| Task instructions |
Could the data below be printed out exactly, with the pictures left out?
##########
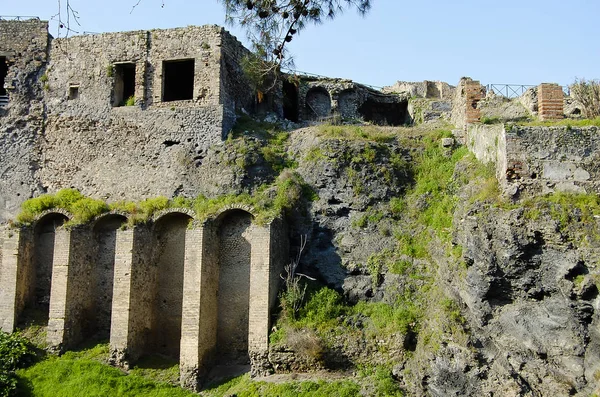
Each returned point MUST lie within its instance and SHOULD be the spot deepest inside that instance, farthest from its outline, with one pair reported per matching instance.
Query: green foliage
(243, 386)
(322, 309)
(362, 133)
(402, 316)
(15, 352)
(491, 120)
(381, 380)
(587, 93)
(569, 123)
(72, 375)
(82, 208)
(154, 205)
##########
| Expected output |
Each returned point MUST lie within its instance and SHOULD be the spot deepest inside that instance, farthest from its outline, with one pair reported per matching instance.
Query: green foliage
(243, 386)
(322, 309)
(362, 133)
(402, 316)
(15, 352)
(491, 120)
(381, 380)
(587, 93)
(569, 123)
(72, 375)
(82, 208)
(154, 205)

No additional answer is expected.